__About this exercise__
Check every line of the material below for the string "paint", and return the ones that have it.

__Dataset excerpts__
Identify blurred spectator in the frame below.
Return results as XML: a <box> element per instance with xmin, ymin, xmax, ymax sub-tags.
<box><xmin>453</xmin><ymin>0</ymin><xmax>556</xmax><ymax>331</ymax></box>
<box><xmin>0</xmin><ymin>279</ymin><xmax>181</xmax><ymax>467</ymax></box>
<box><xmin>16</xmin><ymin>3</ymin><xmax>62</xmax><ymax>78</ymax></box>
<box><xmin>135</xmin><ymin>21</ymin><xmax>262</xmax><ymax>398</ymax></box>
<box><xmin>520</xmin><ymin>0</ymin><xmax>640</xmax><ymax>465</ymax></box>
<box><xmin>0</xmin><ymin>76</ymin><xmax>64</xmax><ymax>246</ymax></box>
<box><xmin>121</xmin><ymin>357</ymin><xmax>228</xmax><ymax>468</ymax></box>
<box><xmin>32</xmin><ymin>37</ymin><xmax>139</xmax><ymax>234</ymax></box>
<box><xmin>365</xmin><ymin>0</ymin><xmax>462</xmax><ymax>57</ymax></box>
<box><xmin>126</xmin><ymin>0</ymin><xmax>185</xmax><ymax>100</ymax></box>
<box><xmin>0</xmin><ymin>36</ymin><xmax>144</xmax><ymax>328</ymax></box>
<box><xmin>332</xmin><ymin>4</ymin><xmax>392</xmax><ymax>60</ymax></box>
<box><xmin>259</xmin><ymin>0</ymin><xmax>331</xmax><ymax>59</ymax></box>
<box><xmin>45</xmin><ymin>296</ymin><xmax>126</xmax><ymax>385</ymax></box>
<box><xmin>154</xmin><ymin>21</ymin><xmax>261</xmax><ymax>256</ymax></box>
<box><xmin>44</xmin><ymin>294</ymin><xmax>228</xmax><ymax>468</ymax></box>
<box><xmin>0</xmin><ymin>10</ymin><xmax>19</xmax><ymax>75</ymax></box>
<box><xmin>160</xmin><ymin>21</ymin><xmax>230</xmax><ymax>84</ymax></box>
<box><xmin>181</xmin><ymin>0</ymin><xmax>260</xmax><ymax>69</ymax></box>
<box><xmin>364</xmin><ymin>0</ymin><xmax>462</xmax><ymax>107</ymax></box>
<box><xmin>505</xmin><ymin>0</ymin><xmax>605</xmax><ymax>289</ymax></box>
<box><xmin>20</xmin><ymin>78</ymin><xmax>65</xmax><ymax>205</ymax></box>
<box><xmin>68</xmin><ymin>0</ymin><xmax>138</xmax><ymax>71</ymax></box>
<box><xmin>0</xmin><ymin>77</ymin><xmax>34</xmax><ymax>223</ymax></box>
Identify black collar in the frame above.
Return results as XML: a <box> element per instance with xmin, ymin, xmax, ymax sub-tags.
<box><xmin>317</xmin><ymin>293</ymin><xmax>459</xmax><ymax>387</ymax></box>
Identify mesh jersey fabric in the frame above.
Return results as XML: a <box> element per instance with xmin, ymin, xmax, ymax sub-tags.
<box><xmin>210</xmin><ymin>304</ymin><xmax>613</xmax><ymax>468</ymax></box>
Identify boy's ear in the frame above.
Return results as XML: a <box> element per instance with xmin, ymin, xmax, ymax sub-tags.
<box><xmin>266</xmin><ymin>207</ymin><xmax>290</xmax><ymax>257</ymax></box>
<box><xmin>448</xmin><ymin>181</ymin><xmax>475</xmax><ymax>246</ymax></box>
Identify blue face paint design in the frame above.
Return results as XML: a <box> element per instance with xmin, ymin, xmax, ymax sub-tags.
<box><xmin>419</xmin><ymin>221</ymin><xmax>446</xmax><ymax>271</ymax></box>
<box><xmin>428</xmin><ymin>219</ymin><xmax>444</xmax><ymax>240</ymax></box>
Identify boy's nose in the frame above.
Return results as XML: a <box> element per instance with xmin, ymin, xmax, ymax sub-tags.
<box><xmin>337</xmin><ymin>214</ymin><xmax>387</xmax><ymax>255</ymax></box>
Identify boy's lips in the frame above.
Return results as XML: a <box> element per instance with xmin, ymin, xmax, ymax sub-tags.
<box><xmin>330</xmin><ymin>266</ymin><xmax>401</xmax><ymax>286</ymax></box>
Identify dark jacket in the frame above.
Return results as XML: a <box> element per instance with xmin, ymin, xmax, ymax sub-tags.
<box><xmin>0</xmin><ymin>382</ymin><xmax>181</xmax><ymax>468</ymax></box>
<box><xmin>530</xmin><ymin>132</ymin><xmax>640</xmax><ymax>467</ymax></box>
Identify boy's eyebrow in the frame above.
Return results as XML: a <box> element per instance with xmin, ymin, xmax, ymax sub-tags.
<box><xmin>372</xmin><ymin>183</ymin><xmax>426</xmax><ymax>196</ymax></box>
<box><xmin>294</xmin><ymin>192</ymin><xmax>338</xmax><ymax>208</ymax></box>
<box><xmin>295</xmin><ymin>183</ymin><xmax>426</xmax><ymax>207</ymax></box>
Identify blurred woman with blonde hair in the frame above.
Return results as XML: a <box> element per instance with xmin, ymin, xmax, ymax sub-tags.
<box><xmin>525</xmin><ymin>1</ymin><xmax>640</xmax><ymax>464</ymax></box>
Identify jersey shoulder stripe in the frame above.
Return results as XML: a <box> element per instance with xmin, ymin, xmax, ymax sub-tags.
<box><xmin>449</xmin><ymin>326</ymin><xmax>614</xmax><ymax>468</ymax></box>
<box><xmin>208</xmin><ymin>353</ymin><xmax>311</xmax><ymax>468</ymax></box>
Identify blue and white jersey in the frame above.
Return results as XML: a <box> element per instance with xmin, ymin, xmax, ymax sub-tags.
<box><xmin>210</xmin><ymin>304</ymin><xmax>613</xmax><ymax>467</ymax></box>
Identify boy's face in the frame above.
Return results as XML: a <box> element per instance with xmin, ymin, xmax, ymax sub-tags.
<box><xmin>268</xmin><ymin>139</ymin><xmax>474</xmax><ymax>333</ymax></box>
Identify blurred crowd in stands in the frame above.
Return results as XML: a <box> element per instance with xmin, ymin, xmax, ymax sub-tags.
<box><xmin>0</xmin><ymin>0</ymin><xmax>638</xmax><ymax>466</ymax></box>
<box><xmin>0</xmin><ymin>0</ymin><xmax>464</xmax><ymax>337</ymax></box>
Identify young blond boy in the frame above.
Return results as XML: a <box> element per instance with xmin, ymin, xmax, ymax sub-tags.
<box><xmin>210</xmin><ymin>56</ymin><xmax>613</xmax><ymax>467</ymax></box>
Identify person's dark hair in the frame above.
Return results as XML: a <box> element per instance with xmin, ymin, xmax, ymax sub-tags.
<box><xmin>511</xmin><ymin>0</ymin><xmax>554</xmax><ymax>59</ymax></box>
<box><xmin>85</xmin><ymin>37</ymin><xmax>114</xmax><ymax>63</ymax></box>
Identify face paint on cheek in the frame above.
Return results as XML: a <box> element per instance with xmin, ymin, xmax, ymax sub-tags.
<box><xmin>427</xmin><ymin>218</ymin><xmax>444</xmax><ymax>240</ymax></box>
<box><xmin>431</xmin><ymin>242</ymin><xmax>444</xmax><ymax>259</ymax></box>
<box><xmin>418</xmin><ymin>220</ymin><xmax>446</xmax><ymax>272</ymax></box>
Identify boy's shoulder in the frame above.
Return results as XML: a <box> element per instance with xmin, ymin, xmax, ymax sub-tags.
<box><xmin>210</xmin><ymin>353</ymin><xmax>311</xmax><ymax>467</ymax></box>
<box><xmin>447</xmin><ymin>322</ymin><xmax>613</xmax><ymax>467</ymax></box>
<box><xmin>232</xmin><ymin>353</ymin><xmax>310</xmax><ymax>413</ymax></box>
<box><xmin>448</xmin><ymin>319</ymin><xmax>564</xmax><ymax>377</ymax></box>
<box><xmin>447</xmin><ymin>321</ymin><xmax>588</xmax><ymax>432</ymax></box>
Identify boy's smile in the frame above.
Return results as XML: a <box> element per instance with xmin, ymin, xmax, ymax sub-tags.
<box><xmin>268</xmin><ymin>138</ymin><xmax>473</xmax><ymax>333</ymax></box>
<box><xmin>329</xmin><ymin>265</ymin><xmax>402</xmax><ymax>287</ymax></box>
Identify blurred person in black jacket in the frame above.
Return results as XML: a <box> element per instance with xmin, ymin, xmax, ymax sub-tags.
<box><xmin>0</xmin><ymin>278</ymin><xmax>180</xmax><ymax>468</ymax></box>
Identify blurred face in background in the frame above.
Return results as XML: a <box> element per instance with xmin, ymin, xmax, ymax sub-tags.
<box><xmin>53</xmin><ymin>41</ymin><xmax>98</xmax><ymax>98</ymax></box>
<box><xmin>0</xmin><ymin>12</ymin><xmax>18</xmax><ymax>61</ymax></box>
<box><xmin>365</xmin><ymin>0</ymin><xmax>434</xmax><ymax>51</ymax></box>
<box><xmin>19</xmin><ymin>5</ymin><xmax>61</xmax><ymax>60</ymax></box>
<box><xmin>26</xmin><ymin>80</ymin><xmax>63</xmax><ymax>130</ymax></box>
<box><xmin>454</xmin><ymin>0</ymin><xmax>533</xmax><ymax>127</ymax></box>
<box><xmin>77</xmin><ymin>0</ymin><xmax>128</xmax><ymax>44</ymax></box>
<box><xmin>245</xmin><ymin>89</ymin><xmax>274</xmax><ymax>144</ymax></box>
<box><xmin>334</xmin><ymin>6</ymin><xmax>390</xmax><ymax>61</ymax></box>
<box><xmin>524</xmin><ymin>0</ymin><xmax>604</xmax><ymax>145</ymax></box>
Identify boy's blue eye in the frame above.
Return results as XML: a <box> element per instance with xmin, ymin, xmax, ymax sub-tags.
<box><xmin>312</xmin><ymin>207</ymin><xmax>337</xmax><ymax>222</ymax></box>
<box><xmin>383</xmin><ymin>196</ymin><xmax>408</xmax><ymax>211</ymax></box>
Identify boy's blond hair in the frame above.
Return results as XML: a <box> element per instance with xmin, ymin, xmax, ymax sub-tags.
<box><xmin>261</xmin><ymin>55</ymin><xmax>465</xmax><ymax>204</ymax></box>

* * *

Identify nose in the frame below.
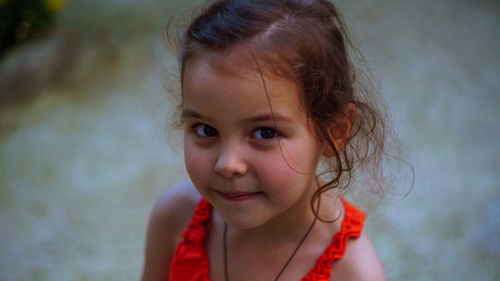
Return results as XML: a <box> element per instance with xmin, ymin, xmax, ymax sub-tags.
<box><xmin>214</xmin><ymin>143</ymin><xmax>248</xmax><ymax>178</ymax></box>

__Result of this task__
Identify blue face paint design in the frame above.
Identify face paint on cheek in the frame above.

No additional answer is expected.